» **GIVEN ENTRIES**
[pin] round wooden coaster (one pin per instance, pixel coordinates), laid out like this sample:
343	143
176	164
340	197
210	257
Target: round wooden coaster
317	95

» **TASK GOAL**
Present the material above as a Markdown table with two columns, Row and Line. Put each non-blank line in its own numbered row and leave out blank lines.

» **RIGHT ANSWER**
| Row | Line |
|---|---|
| 1 | [pin] round wooden coaster (one pin per instance, pixel coordinates), laid out like this sample: |
| 2 | 343	143 |
| 3 | 176	164 |
| 4 | 340	197 |
| 5 | 210	257 |
| 6 | Target: round wooden coaster |
| 7 | 317	95 |